Provided records Start Marker

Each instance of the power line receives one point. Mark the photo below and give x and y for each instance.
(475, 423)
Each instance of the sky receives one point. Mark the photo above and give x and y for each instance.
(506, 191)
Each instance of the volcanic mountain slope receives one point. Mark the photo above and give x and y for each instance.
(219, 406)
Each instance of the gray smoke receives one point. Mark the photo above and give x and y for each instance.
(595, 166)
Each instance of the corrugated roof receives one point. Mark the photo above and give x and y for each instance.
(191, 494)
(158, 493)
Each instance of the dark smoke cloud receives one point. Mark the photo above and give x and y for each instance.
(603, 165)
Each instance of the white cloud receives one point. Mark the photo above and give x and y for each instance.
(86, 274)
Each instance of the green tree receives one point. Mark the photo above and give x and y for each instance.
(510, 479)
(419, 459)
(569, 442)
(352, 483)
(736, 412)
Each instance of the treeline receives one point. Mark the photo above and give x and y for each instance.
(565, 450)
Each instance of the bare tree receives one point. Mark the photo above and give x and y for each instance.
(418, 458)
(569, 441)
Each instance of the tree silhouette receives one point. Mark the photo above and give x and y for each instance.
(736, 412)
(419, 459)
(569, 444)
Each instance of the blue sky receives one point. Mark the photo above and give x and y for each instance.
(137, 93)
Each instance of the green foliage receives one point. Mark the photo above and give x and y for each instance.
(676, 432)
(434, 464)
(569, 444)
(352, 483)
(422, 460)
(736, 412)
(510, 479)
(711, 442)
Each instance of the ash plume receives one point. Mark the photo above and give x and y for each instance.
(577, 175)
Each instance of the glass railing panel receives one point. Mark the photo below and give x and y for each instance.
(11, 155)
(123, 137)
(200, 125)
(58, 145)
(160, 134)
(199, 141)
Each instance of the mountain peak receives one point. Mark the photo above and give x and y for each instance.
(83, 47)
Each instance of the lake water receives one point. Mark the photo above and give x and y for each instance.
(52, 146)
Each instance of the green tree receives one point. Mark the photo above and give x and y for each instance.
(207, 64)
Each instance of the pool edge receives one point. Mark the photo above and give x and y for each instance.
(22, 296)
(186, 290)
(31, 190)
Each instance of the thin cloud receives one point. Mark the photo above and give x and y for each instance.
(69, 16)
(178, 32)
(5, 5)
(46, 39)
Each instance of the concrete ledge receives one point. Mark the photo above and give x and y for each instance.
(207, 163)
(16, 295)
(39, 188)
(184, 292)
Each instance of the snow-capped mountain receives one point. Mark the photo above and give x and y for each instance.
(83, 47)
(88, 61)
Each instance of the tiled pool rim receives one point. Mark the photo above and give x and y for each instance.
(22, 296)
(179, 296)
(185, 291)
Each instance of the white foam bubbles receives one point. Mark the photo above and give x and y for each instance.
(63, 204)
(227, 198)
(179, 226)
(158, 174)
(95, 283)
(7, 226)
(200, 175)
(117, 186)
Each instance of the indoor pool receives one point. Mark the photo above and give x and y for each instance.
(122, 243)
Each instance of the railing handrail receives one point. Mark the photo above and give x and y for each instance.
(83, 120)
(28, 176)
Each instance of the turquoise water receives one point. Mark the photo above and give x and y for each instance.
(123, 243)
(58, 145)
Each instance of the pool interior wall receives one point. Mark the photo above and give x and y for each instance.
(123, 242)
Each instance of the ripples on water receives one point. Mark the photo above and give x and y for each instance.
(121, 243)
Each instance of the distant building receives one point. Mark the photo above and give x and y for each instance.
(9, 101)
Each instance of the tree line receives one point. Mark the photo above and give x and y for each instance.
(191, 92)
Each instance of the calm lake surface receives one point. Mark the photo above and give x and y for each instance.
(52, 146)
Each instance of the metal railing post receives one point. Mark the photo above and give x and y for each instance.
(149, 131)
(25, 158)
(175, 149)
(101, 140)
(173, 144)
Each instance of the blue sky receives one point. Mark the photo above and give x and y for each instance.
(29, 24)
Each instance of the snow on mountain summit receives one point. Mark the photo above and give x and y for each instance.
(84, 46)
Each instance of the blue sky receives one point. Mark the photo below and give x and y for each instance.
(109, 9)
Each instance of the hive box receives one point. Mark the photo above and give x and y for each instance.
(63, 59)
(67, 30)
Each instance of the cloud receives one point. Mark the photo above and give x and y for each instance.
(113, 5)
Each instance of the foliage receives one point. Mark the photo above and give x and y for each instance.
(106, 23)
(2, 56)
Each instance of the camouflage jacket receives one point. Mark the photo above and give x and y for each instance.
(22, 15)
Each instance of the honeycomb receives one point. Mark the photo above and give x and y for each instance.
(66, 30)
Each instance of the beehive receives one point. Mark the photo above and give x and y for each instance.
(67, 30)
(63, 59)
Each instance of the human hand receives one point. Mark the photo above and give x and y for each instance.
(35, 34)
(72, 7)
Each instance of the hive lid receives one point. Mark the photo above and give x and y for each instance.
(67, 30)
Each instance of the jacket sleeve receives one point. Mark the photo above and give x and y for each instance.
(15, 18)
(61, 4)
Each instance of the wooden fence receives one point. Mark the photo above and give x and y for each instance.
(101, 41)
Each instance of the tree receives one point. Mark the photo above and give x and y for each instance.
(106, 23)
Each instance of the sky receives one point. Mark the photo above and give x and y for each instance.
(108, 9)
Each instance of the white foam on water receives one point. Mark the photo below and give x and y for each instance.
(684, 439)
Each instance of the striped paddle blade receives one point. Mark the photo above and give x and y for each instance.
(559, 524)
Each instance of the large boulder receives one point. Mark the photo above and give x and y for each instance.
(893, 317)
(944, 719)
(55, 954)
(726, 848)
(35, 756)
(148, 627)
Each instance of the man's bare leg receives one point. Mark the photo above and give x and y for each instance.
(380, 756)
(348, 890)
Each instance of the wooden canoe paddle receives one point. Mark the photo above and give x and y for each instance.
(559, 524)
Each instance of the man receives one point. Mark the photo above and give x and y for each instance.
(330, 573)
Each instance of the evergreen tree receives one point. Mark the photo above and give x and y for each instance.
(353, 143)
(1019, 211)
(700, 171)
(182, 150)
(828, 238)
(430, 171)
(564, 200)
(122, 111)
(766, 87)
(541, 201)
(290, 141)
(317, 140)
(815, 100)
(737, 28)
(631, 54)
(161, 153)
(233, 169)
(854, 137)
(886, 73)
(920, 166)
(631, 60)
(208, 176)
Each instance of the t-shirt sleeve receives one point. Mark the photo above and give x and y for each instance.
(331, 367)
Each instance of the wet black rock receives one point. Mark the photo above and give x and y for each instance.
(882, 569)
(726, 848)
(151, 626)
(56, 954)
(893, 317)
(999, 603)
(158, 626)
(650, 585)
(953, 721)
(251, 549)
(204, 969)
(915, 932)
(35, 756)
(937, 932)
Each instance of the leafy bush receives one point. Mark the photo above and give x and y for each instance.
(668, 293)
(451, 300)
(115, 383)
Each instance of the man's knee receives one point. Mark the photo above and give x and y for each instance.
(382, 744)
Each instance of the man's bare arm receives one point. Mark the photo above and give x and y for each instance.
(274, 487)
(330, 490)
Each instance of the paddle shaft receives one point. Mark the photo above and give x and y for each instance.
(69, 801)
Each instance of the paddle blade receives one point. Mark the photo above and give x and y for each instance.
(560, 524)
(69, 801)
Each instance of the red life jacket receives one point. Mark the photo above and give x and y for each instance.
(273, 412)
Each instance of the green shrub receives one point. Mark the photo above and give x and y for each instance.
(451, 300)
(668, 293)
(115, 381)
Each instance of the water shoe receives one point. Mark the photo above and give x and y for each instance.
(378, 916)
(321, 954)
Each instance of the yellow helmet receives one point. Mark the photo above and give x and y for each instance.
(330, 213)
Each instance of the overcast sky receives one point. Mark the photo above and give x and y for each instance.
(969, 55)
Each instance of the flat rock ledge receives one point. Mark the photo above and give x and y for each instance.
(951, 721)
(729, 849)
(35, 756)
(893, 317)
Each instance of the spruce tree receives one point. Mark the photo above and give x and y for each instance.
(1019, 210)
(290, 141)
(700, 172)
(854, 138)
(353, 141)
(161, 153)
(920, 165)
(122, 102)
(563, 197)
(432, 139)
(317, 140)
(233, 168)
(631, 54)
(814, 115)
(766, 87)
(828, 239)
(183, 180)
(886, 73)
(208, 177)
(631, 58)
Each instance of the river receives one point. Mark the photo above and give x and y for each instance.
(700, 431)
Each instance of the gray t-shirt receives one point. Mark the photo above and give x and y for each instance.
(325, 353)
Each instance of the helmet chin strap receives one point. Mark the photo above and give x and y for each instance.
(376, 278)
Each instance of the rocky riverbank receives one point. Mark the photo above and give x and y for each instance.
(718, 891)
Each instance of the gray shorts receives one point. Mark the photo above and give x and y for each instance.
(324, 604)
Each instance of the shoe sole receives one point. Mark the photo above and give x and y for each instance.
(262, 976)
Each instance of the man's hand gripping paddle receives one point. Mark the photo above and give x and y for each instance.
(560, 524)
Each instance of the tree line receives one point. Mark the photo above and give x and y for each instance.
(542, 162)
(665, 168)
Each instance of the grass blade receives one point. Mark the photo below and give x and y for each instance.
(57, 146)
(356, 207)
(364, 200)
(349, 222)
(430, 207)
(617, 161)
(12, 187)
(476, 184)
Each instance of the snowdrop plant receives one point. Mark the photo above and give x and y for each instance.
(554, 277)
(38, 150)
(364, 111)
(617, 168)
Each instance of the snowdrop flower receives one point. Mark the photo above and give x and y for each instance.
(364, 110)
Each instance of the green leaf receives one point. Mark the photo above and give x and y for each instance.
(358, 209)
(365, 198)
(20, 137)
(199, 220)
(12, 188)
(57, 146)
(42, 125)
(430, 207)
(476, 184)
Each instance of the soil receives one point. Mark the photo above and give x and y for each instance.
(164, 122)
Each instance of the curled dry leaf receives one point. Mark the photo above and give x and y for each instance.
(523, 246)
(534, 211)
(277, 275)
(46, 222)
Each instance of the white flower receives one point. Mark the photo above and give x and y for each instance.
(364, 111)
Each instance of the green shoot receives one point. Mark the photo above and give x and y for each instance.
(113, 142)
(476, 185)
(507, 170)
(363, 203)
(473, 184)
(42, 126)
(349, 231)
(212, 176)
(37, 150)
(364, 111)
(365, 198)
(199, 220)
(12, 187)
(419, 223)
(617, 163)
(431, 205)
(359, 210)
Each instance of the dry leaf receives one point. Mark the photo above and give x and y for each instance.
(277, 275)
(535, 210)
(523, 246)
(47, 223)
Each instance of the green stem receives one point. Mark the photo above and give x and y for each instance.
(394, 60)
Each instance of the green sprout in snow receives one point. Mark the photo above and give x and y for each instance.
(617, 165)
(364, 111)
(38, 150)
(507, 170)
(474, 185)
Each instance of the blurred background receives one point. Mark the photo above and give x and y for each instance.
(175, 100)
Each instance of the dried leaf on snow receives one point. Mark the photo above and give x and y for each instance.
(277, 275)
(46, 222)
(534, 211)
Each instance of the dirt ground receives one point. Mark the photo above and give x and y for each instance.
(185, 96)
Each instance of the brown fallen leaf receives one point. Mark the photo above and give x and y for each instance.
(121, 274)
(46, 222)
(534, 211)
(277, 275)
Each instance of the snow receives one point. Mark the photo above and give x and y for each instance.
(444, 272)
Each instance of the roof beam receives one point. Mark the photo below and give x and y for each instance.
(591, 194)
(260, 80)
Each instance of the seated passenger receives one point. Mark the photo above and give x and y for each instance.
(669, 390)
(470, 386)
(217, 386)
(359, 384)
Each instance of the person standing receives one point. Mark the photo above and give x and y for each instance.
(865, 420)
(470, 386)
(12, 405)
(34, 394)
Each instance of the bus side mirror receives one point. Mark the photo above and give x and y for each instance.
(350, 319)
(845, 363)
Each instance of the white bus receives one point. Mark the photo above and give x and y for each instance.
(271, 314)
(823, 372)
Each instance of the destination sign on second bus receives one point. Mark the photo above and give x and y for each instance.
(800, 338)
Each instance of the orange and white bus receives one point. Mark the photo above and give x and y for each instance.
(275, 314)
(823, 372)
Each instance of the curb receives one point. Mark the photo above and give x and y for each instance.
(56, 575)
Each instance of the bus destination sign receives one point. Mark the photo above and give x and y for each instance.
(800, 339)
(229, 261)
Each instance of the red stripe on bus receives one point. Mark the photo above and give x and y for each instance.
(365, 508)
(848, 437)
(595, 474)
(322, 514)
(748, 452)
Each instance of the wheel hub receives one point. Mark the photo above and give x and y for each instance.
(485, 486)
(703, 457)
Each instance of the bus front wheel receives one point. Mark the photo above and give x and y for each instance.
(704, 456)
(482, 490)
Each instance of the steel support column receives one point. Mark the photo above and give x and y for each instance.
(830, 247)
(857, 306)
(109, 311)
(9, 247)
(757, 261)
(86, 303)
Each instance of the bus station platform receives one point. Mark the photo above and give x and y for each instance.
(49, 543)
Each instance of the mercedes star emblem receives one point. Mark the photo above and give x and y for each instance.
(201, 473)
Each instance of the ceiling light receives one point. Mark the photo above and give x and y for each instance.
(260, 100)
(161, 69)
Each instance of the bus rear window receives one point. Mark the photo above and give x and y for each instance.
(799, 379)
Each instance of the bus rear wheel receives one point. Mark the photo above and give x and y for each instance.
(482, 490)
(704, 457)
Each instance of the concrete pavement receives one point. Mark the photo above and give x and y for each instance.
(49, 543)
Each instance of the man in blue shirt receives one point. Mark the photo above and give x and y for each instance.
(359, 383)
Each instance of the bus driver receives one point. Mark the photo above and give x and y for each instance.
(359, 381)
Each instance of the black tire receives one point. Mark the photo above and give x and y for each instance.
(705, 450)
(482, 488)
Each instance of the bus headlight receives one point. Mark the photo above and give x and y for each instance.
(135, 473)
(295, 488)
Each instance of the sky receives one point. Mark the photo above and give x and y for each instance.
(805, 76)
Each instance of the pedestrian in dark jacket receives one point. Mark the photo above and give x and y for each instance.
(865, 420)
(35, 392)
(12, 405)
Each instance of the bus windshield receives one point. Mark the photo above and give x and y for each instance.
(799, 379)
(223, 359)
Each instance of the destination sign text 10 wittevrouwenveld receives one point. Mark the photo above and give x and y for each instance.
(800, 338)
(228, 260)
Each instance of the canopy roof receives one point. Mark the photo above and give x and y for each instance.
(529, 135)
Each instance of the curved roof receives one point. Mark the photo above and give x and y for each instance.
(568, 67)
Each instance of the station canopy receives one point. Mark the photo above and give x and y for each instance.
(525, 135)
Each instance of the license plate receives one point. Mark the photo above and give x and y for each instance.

Provided records End Marker

* Instructions to follow:
Write out, exactly as they appear, the lines from the one containing "Each instance of the destination sign text" through the last line of the records above, both included, and nothing more.

* Exercise output:
Each instance of the destination sign text 10 wittevrouwenveld receives one point. Mark the photo above and give x and y for each instance.
(800, 338)
(228, 260)
Each instance of the canopy roof receives one point. Mark the photo above and give x and y for each instance.
(529, 135)
Each instance of the curved roof receives one point. Mark the photo above and give x and y for each instance.
(568, 67)
Each instance of the station canopy receives one point. Mark the photo above and give x and y for each instance.
(525, 135)
Each instance of the license plate receives one point. Mark the photo above and give x and y for each instance.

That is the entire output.